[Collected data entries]
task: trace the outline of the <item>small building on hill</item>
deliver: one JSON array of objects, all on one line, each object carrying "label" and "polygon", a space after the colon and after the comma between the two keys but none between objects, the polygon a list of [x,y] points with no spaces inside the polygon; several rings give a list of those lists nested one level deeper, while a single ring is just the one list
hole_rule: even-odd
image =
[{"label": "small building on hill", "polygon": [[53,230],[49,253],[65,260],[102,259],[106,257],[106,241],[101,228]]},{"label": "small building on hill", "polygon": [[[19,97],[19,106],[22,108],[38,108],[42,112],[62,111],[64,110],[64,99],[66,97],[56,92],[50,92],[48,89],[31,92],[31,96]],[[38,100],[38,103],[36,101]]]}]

▸ DIRECTIONS FOR THIS TASK:
Print the lines of every record above exactly as they appear.

▸ WORKED SOLUTION:
task: trace the outline of the <item>small building on hill</item>
deliver: one JSON array of objects, all on one line, each object carrying "label" and "polygon", a space after the colon and after the comma between the two keys but none between objects, the polygon a list of [x,y] points with no spaces inside the polygon; several rings give a list of those lists nested one level deeper, while a single ring is just the one list
hole_rule: even-odd
image =
[{"label": "small building on hill", "polygon": [[53,230],[49,253],[65,260],[102,259],[106,257],[106,241],[101,228]]},{"label": "small building on hill", "polygon": [[[19,97],[19,106],[22,108],[38,108],[42,112],[62,111],[64,110],[64,99],[66,97],[56,92],[50,92],[48,89],[31,92],[31,96]],[[38,100],[38,103],[36,101]]]}]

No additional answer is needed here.